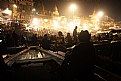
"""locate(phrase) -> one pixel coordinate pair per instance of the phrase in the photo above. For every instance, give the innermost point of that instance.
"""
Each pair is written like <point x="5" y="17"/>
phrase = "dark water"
<point x="33" y="54"/>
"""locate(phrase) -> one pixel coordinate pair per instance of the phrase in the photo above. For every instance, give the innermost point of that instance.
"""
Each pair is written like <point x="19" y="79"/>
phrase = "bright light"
<point x="55" y="24"/>
<point x="96" y="27"/>
<point x="36" y="28"/>
<point x="35" y="21"/>
<point x="33" y="9"/>
<point x="70" y="27"/>
<point x="15" y="6"/>
<point x="73" y="7"/>
<point x="85" y="27"/>
<point x="45" y="20"/>
<point x="100" y="14"/>
<point x="7" y="11"/>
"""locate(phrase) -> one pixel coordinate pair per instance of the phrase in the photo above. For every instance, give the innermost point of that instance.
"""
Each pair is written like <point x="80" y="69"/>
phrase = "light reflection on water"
<point x="33" y="54"/>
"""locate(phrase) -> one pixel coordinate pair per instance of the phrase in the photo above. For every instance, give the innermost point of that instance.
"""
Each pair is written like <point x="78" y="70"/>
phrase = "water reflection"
<point x="33" y="54"/>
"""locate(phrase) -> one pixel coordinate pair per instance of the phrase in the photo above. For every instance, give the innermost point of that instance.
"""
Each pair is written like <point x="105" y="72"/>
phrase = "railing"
<point x="99" y="72"/>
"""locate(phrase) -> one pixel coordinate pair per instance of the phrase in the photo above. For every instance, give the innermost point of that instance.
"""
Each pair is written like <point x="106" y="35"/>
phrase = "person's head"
<point x="60" y="33"/>
<point x="84" y="36"/>
<point x="75" y="27"/>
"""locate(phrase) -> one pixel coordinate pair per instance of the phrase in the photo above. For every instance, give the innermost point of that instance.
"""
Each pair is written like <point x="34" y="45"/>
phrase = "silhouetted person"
<point x="4" y="74"/>
<point x="80" y="62"/>
<point x="15" y="38"/>
<point x="46" y="42"/>
<point x="69" y="41"/>
<point x="75" y="35"/>
<point x="60" y="41"/>
<point x="34" y="40"/>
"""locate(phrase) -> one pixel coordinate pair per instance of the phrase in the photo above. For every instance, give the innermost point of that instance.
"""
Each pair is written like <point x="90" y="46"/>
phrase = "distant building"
<point x="22" y="9"/>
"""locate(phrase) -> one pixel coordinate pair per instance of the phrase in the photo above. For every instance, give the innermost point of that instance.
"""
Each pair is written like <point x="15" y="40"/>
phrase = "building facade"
<point x="21" y="9"/>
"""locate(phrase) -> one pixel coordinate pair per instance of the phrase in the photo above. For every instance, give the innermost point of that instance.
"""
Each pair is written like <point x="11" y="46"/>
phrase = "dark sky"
<point x="111" y="8"/>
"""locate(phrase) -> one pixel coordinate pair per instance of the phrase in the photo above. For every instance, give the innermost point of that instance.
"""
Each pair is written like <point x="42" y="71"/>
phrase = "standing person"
<point x="69" y="41"/>
<point x="15" y="39"/>
<point x="75" y="37"/>
<point x="79" y="64"/>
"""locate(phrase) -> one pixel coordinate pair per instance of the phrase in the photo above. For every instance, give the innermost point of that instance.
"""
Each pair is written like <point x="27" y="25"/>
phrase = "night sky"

══════

- **WORK INSTRUCTIONS**
Reproduce every entry word for word, but omit the pictures.

- **RESPONSE**
"""locate(phrase) -> one pixel coordinate pair per instance of the phrase in the photo above. For every instance, give the innermost point of that instance.
"""
Each pair is written like <point x="5" y="17"/>
phrase = "dark water"
<point x="33" y="54"/>
"""locate(phrase) -> one pixel coordinate pair per instance of the phrase in the photo above. For every instance, give the innermost point of that instance.
"""
Each pair is written like <point x="19" y="79"/>
phrase = "bright light"
<point x="55" y="24"/>
<point x="96" y="27"/>
<point x="36" y="28"/>
<point x="35" y="21"/>
<point x="33" y="9"/>
<point x="70" y="27"/>
<point x="15" y="6"/>
<point x="73" y="7"/>
<point x="85" y="27"/>
<point x="45" y="20"/>
<point x="100" y="14"/>
<point x="7" y="11"/>
"""locate(phrase) -> one pixel coordinate pair per instance of the phrase in the photo above. For every instance, give the innermost point of that instance.
"""
Each pair is written like <point x="80" y="69"/>
phrase = "light reflection on water"
<point x="33" y="54"/>
"""locate(phrase) -> one pixel coordinate pair per instance of the phrase in the photo above. For every instance, give the innermost point of that instance.
"""
Each pair is written like <point x="78" y="70"/>
phrase = "water reflection"
<point x="33" y="54"/>
"""locate(phrase) -> one pixel coordinate pair per instance of the phrase in the photo above. For every instance, give the innermost point of that instance.
"""
Each pair is written like <point x="105" y="72"/>
phrase = "railing"
<point x="99" y="72"/>
"""locate(phrase) -> one pixel coordinate pair per instance of the phrase in the photo above. For every instance, give the innermost point of that instance.
"""
Each pair is written like <point x="106" y="35"/>
phrase = "person's head"
<point x="60" y="33"/>
<point x="84" y="36"/>
<point x="75" y="27"/>
"""locate(phrase) -> one pixel coordinate pair per instance of the phrase in the photo above. For every instance, give the innermost point of that instance.
"""
Each pair is written like <point x="34" y="45"/>
phrase = "silhouetted person"
<point x="4" y="74"/>
<point x="80" y="62"/>
<point x="15" y="38"/>
<point x="46" y="42"/>
<point x="69" y="41"/>
<point x="75" y="35"/>
<point x="60" y="41"/>
<point x="34" y="40"/>
"""locate(phrase) -> one pixel coordinate pair per instance of the phrase in the photo above. For every instance, give the innermost point of that instance.
"""
Each pair is written like <point x="90" y="46"/>
phrase = "distant building"
<point x="22" y="9"/>
"""locate(phrase) -> one pixel coordinate pair per instance of the phrase in the photo above. For every instance, give the innermost point of that instance.
"""
Each pair is written like <point x="15" y="40"/>
phrase = "building facade"
<point x="21" y="9"/>
"""locate(phrase) -> one pixel coordinate pair per instance of the phrase in the photo above. For every instance, give the innermost point of that instance.
"""
Each pair is written like <point x="11" y="46"/>
phrase = "dark sky"
<point x="111" y="8"/>
"""locate(phrase) -> one pixel coordinate pair per instance of the phrase in the photo above. For every instance, give the innermost point of that instance.
"""
Each pair is written like <point x="42" y="71"/>
phrase = "standing person"
<point x="69" y="41"/>
<point x="15" y="39"/>
<point x="75" y="37"/>
<point x="79" y="64"/>
"""locate(phrase) -> one pixel coordinate pair per instance of the phrase in the photo above. For every instance, give the innermost point of that instance.
"""
Each pair is written like <point x="27" y="25"/>
phrase = "night sky"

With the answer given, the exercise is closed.